Object position labeling entries

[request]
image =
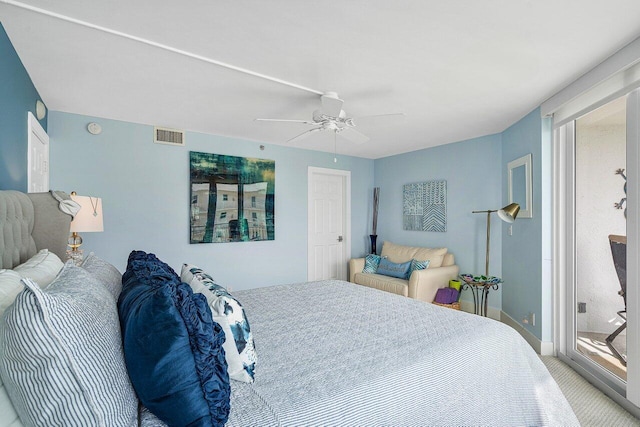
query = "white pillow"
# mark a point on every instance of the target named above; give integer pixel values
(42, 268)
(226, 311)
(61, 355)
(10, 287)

==

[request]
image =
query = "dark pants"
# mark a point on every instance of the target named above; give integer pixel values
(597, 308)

> Required task:
Count the lines in the entries above that contain the string "query". Case counts, and your reply should be only the number.

> Response to this exercise:
2